** begin Provided entries **
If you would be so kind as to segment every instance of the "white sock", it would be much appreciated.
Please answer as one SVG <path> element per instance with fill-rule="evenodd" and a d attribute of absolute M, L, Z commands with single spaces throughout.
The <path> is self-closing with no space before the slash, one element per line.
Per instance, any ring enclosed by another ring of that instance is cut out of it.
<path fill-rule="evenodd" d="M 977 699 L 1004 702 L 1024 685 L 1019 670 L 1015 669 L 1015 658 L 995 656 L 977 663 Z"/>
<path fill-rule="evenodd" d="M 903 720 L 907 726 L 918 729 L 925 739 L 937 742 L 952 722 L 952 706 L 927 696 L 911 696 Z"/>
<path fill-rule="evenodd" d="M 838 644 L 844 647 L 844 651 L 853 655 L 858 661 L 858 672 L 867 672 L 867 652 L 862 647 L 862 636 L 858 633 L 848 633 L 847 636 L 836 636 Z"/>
** end Provided entries **
■ Problem to solve
Reproduce the rows above, substituting "object" for each occurrence of "instance" and keeping everything else the same.

■ Finished exercise
If you would be so kind as to segment every object of the "white sock", it would be much appreciated.
Please answer as one SVG <path> element per object with fill-rule="evenodd" and a d attribute of absolute M, L, Z commands with single spaces throughout.
The <path> is self-closing with no space before the slash, one element per line.
Per object, any ring enclosed by another ring of that object is cut out of it.
<path fill-rule="evenodd" d="M 977 699 L 1004 702 L 1024 685 L 1019 670 L 1015 669 L 1015 658 L 995 656 L 977 663 Z"/>
<path fill-rule="evenodd" d="M 903 720 L 907 726 L 918 729 L 925 739 L 937 742 L 952 722 L 952 706 L 927 696 L 911 696 Z"/>
<path fill-rule="evenodd" d="M 838 644 L 844 647 L 844 651 L 853 655 L 858 661 L 858 672 L 867 672 L 867 652 L 862 647 L 862 636 L 858 633 L 848 633 L 847 636 L 836 636 Z"/>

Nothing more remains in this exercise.